Task statement
Using the records below, copy out exactly the line that contains "target | window pane" and every line that follows it, up to and including the last, and no others.

---

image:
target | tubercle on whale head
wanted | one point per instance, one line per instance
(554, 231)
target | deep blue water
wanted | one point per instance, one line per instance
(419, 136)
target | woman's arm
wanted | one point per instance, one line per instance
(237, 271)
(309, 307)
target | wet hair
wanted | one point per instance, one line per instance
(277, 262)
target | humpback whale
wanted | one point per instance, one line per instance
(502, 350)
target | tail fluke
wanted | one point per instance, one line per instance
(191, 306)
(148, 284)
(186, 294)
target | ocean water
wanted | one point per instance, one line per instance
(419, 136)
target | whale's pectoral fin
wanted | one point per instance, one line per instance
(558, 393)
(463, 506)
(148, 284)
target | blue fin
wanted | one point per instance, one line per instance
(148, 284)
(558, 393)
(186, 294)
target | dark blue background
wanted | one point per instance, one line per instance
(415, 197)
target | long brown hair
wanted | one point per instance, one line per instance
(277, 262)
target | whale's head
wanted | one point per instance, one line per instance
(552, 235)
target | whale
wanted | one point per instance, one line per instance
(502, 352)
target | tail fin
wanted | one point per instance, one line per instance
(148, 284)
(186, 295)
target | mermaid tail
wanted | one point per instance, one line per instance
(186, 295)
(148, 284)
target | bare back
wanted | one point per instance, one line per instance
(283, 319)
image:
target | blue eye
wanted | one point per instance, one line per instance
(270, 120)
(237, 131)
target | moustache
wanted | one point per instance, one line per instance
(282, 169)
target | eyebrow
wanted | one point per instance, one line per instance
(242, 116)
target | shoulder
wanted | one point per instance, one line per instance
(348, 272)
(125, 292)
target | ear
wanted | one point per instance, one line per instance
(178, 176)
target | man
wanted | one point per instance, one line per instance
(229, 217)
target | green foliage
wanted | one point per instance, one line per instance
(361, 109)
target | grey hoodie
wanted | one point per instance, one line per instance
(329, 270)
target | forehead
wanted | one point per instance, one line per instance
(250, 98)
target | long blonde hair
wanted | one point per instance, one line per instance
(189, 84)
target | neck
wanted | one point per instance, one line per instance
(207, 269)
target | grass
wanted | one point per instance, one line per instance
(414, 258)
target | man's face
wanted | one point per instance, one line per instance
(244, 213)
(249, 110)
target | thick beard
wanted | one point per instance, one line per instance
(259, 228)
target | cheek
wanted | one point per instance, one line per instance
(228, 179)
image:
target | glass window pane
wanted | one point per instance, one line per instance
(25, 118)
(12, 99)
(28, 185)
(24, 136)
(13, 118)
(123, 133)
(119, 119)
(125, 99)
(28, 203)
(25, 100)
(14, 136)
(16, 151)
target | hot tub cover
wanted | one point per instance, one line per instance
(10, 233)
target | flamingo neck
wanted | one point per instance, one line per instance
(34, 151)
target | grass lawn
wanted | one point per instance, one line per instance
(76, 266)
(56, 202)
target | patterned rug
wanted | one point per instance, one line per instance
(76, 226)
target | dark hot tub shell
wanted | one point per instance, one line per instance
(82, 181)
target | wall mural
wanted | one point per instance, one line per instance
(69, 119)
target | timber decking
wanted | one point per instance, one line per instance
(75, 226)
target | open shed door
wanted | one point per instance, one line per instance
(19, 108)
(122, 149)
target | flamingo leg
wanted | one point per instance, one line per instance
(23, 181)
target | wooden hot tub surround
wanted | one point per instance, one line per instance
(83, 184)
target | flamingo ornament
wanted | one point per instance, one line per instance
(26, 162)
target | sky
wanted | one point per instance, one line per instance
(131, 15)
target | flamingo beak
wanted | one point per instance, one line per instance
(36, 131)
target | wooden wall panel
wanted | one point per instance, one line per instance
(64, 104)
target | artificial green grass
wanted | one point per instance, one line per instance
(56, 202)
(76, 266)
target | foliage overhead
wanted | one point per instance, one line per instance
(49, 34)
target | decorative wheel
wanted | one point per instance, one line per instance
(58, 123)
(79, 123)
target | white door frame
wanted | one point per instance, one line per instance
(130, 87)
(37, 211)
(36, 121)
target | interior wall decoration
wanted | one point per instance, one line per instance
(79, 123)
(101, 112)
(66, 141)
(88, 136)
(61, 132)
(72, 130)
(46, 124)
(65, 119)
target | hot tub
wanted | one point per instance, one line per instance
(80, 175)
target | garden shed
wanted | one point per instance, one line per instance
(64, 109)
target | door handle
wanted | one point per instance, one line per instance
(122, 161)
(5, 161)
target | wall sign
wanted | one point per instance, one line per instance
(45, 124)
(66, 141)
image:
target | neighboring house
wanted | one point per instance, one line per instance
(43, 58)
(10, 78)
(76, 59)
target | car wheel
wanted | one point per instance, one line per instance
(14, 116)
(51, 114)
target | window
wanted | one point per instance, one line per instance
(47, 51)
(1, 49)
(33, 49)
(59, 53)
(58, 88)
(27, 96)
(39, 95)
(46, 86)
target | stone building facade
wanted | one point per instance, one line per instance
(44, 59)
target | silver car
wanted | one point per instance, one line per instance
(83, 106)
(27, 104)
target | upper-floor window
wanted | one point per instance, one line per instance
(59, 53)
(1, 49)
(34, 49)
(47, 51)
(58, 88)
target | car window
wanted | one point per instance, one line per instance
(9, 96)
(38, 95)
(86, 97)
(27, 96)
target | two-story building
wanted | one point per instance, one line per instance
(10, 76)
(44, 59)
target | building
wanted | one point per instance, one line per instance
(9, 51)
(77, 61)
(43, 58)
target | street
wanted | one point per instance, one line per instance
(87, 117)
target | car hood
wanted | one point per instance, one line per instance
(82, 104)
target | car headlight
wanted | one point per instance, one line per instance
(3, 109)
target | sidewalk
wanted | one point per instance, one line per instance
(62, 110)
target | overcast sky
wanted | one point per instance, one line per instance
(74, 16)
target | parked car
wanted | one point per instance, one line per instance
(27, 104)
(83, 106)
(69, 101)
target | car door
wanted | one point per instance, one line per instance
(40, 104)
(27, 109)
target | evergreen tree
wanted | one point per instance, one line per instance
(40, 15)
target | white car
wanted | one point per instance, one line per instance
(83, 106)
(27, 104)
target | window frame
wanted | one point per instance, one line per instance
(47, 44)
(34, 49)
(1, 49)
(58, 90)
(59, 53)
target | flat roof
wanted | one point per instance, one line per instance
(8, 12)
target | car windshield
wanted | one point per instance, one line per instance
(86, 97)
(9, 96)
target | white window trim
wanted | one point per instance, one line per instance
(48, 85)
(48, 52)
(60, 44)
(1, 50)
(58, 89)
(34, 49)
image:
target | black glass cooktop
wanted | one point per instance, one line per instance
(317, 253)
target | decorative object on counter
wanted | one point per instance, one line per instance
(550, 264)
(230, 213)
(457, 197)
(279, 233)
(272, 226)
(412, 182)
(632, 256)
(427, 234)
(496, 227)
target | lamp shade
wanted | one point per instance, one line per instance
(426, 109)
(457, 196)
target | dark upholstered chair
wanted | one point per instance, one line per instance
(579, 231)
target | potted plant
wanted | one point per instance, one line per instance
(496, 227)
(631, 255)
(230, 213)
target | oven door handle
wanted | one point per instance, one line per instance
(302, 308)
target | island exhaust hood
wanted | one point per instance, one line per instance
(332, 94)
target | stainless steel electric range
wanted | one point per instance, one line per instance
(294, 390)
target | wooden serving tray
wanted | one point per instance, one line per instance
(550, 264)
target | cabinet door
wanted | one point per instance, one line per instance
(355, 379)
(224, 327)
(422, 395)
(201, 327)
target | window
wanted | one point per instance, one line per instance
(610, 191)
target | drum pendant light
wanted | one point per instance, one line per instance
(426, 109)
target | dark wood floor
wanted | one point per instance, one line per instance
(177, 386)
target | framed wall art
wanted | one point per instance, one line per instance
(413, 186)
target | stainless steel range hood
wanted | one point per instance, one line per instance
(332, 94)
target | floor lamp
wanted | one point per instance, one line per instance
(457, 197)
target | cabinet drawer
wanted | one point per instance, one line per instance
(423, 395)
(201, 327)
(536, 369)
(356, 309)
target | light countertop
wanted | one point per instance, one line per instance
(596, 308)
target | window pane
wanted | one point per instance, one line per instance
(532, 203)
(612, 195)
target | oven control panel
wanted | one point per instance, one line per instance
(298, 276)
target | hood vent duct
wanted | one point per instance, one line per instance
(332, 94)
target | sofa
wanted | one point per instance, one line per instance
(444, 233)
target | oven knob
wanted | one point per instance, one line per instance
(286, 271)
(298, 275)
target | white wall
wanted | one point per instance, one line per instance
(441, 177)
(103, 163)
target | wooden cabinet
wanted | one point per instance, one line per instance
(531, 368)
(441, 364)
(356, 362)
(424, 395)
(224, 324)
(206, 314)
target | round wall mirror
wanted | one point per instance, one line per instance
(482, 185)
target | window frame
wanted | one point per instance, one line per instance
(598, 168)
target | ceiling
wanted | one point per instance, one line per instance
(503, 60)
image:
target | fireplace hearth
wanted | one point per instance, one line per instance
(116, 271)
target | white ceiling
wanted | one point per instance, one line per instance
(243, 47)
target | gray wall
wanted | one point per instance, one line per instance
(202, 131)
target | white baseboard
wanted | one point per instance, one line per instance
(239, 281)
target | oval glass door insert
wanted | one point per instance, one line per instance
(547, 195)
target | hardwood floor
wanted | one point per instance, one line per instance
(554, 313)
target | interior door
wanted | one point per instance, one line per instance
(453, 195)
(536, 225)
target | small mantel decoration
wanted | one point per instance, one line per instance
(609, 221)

---

Response to this task
target | window pane
wanted | one point per instance, one line per instance
(532, 203)
(612, 195)
target | oven control panel
wanted | one point per instance, one line per instance
(298, 276)
target | hood vent duct
wanted | one point per instance, one line per instance
(332, 94)
target | sofa
wanted | one point per instance, one line per instance
(444, 233)
target | oven knob
wanted | one point per instance, one line per instance
(286, 271)
(298, 275)
target | white wall
wanted | one point per instance, one line per instance
(441, 177)
(103, 163)
target | wooden cabinet
wanted | one point per instance, one line per instance
(531, 368)
(441, 364)
(356, 362)
(424, 395)
(224, 324)
(206, 314)
target | round wall mirror
wanted | one point per instance, one line per instance
(482, 185)
target | window frame
wanted | one point per instance, one line per instance
(598, 168)
target | ceiling
wanted | one point per instance, one line per instance
(503, 60)
image:
target | fireplace hearth
wanted | one point per instance, one line per instance
(116, 271)
target | white ceiling
wanted | one point per instance, one line per instance
(243, 47)
target | gray wall
wanted | one point per instance, one line per instance
(202, 131)
target | white baseboard
wanted | one point per instance, one line per instance
(239, 281)
target | oval glass door insert
wanted | one point per instance, one line per instance
(547, 195)
target | hardwood floor
wanted | one point per instance, one line per instance
(554, 313)
target | interior door
wanted | one point per instance, one line per instance
(453, 195)
(536, 225)
target | small mantel decoration
wanted | one point per instance, one line per instance
(609, 221)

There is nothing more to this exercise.